WHAT NEEDS TO BE DONE:
Answer these questions from the Emacs commit notice below:
1. What log message does the commit give?
2. Which two revision numbers of anti.texi does the diff compare?
3. Which two c-cedilla characters does the notice name as examples?

From: Richard M. Stallman
Subject: [Emacs-diffs] emacs/doc/emacs anti.texi
Date: Fri, 05 Dec 2008 03:01:47 +0000

CVSROOT:        /cvsroot/emacs
Module name:    emacs
Changes by:     Richard M. Stallman <rms>       08/12/05 03:01:47

Modified files:
        doc/emacs      : anti.texi 

Log message:
        (Antinews): Minor fixes.

CVSWeb URLs:
http://cvs.savannah.gnu.org/viewcvs/emacs/doc/emacs/anti.texi?cvsroot=emacs&r1=1.7&r2=1.8

Patches:
Index: anti.texi
===================================================================
RCS file: /cvsroot/emacs/emacs/doc/emacs/anti.texi,v
retrieving revision 1.7
retrieving revision 1.8
diff -u -b -r1.7 -r1.8
--- anti.texi   29 Nov 2008 02:00:12 -0000      1.7
+++ anti.texi   5 Dec 2008 03:01:47 -0000       1.8
@@ -21,21 +21,19 @@
 @item
 We have switched to a character representation specially designed for
 Emacs.  Rather than forcing all the widely used scripts artificially
-into alignment, like Unicode does, Emacs treats them all equally,
-giving each one a place in the space of character codes.  Thus,
-scripts do not need to fight over characters used in each one of them,
-as each has its own variant, and they all are different as far as
-Emacs is concerned.  For example, there's a Latin-1 c-cedilla
-character, and there's a Latin-2 c-cedilla; searching a buffer for the
-Latin-1 variant will only find that variant, but not the others.  This
-design allows us to get rid of a confusing situation in Emacs 23,
-whereby a character can simultaneously belong to any number of
-charsets.

SOURCE EXCERPT:

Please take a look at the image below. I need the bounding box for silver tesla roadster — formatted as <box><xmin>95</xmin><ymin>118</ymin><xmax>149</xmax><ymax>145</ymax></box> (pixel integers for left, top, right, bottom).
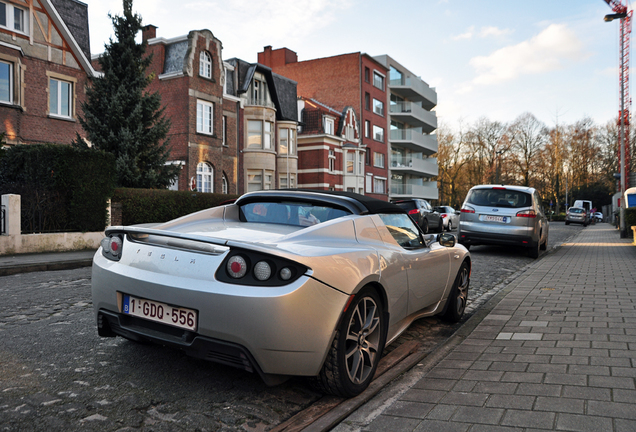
<box><xmin>92</xmin><ymin>190</ymin><xmax>471</xmax><ymax>397</ymax></box>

ANSWER TO THIS PROBLEM:
1. (Antinews): Minor fixes.
2. Revisions 1.7 and 1.8.
3. A Latin-1 c-cedilla and a Latin-2 c-cedilla.